▶ Set task
How many of the lines below contain the word "Target"? Count them and reply with the number alone.

Pointing dataset excerpts
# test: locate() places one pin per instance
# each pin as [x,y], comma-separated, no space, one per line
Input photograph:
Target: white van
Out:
---
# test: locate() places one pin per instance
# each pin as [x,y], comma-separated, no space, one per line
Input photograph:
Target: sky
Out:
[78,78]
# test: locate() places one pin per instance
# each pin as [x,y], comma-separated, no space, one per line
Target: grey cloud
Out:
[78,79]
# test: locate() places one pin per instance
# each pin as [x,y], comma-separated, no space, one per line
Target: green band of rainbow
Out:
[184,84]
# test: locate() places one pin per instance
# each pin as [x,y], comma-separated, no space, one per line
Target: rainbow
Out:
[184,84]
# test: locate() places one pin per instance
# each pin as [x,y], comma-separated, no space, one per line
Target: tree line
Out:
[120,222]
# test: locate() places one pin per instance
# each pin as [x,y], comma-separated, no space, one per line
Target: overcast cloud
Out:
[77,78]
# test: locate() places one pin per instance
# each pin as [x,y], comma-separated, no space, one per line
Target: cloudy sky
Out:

▶ Full output
8